_TEXT UNDER STUDY_
The Inflation Reduction Act, which became US law in August 2022, has invited its fair share of critics and supporters over its drug pricing provisions. At a lively panel at Financial Times US Pharma and Biotech Summit on May 16, panellists were at odds over whether the new legislation would improve treatment affordability or stifle pharma innovation.
At the core of the debate was a new provision allowing the US Centers for Medicare & Medicaid Services (CMS) to negotiate prices with pharmaceutical companies for a select number of drugs. While negotiating drug prices is common practice in other major markets, CMS had not previously held the legal authority to do so.
Merith Basey, the executive director of the advocacy group Patients for Affordable Drugs, said that CMS’s lack of negotiating power is a key reason that US patients pay up to four times as much for drugs as patients in other countries. However, Randy Burkholder, vice president of policy and research for the industry group Pharmaceutical Research and Manufacturers of America (PhRMA), said this provision amounted to government “price setting” that would harm future research and development efforts.
Meanwhile, the panellists also discussed how the Inflation Reduction Act, or the IRA, would impact drug development for rare diseases. Lukasz Jarzyna, President of Global Value, Access, and Pricing at Alexion Pharmaceuticals, a subsidiary of AstraZeneca, said the legislation lacked clear guidance on how it would impact therapies with a US Food and Drug Administration (FDA) orphan drug designation.
Specifically, pharma companies are uncertain about when orphan drug exemptions begin, which Jarzyna said could adversely affect innovation. While there is a comment period designed to give stakeholders the chance to comment on the implementation of the Act, Burkholder added the process has been overly rushed and is “not going great”.
The at-times tense panel took place in the backdrop of an increasingly polarised US political environment where drug pricing issues have remained at the fore. Insulin affordability has continued to prove a hot button topic as major pricing reforms are on the way. Meanwhile, the pharma industry is contending with a tough economic climate and a series of inflationary and supply chain pressures.
During one back-and-forth, Basey and Burkholder clashed over how the Inflation Reduction Act, or the IRA, would impact patients. “Let’s monitor and evaluate very carefully what the impacts of this unprecedented new authority are going to be before we rush to expand it,” Burkholder said. But Basey countered that there is a need for urgency: “Millions of people today in this country are already dying because they can’t afford access to basic medicine.”

_ENTRIES SHOWN_
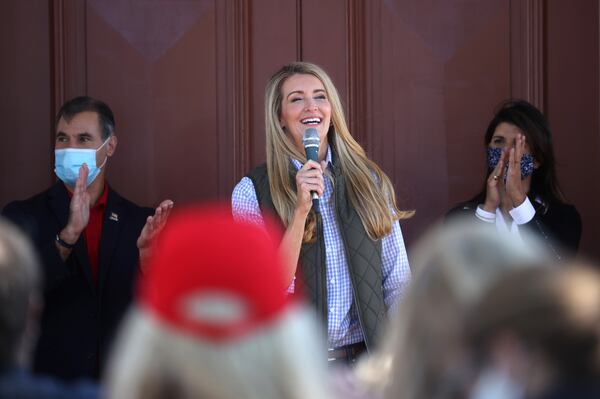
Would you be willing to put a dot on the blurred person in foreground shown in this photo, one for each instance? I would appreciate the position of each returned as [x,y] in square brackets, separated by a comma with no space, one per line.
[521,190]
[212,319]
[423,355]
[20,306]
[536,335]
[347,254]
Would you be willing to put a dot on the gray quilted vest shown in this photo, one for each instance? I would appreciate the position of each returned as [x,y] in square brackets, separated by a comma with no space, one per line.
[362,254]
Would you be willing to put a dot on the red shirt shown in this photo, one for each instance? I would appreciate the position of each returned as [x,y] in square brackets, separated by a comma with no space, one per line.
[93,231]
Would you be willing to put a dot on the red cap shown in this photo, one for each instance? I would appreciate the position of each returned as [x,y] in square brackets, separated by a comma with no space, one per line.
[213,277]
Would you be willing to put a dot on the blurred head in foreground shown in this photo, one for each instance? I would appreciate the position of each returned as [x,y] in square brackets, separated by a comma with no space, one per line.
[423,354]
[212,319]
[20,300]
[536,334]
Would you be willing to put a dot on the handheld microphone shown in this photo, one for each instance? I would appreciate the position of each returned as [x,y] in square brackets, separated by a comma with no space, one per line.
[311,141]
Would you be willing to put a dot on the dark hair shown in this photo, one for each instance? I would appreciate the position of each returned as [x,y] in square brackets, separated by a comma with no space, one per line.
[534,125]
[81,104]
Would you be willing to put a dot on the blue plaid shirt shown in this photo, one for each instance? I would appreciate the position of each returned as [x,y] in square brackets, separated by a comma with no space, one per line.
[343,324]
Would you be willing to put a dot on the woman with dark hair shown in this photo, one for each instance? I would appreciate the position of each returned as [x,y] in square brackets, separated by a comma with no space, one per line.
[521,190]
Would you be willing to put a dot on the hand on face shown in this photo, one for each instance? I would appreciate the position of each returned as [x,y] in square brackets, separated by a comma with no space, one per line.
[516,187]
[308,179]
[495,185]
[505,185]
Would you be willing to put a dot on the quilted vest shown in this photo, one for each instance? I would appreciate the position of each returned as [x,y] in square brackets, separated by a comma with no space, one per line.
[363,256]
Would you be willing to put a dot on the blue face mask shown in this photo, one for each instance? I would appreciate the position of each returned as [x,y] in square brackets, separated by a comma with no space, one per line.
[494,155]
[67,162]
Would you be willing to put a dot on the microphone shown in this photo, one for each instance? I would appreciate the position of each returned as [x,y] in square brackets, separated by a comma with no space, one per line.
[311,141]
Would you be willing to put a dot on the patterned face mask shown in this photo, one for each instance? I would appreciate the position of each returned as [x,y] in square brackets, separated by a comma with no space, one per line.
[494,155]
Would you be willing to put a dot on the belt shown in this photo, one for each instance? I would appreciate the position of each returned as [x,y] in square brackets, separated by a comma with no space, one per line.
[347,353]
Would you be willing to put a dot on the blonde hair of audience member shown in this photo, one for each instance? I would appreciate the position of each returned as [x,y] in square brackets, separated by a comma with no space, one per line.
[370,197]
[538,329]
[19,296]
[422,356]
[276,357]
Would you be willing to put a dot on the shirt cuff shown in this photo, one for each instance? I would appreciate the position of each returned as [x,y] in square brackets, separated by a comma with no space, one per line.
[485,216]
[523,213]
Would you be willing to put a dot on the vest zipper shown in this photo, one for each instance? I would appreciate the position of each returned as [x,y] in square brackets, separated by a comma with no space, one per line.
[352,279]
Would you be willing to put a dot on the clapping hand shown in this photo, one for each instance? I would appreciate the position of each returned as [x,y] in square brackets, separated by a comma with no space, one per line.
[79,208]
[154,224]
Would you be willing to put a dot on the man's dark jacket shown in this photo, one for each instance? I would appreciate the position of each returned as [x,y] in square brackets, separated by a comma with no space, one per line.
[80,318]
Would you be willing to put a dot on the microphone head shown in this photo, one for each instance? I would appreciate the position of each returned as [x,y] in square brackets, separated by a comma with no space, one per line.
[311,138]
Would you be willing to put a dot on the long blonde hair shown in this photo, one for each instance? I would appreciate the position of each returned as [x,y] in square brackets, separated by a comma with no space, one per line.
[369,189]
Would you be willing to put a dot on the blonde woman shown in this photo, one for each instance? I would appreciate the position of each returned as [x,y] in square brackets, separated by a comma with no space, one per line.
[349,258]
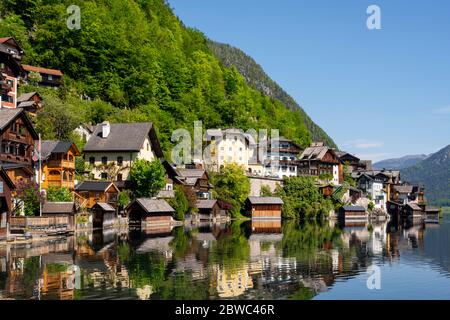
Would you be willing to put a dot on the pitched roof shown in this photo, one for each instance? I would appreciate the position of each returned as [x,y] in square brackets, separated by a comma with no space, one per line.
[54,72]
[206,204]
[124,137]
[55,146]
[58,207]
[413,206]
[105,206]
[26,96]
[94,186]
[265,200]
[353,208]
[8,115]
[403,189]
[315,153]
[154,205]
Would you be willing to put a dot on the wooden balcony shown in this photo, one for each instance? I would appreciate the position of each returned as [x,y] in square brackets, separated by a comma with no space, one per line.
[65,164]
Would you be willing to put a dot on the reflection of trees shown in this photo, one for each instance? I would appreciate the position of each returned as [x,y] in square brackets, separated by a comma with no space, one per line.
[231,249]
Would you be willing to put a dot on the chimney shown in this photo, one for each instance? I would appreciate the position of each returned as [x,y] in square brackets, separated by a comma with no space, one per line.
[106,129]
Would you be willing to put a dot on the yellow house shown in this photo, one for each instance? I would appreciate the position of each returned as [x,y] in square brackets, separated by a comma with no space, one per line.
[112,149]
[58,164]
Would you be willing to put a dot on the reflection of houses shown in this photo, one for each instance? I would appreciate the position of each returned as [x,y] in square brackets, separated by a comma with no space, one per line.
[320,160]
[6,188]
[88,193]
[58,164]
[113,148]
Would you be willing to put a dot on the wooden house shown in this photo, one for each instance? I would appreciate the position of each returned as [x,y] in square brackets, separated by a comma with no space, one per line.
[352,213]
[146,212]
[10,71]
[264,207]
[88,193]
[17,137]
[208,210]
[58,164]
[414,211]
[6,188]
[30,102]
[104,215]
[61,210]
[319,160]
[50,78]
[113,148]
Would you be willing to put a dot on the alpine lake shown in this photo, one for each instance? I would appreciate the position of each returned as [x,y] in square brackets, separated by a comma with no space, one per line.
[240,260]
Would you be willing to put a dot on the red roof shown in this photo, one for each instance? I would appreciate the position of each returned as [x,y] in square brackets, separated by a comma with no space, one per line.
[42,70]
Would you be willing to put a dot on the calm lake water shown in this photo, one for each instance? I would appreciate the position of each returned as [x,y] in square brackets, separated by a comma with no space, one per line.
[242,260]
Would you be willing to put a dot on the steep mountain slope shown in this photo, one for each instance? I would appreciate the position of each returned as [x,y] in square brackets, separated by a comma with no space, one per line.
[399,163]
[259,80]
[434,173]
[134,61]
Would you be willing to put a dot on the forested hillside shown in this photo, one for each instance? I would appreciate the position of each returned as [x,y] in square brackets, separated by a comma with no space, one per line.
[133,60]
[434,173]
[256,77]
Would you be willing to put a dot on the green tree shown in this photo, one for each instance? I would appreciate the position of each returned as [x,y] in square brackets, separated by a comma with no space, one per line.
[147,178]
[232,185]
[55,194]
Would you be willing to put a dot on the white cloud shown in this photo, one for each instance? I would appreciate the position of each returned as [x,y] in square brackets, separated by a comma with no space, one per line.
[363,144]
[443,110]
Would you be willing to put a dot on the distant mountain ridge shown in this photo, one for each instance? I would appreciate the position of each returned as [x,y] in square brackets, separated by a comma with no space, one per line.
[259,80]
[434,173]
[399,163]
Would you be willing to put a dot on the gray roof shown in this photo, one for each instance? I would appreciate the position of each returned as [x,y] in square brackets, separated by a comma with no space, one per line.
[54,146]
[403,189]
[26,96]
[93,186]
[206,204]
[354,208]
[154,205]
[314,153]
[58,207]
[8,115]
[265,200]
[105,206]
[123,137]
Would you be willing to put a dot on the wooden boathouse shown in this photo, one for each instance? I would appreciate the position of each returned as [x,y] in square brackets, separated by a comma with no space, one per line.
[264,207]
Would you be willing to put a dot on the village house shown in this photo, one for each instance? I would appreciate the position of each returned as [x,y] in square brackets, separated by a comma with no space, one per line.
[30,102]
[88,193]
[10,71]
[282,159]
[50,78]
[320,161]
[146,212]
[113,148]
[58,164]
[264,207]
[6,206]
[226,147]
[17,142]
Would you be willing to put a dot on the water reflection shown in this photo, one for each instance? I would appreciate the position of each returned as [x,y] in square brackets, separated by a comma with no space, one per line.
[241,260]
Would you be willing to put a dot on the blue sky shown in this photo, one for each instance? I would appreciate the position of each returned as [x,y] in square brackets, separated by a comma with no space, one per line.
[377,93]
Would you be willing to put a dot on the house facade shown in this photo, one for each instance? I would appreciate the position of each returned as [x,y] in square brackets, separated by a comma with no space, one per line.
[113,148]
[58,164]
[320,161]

_ACTIONS TO TAKE_
[1] Summarize the article on the Inflation Reduction Act panel in two sentences.
[2] According to the article on the Inflation Reduction Act panel, when did the Act become US law?
The entries above come from a source other than the article.

_EXERCISE ANSWERS_
[1] At a Financial Times summit panel on May 16, panelists disagreed over whether the Inflation Reduction Act's drug pricing provisions, especially a new power for CMS to negotiate prices for select drugs, would improve treatment affordability or stifle pharma innovation. A patient advocate said this negotiating power is urgently needed because US patients pay up to four times as much for drugs as patients elsewhere, while industry representatives warned of harm to research and development and of unclear guidance on orphan drug exemptions.

[2] It became US law in August 2022.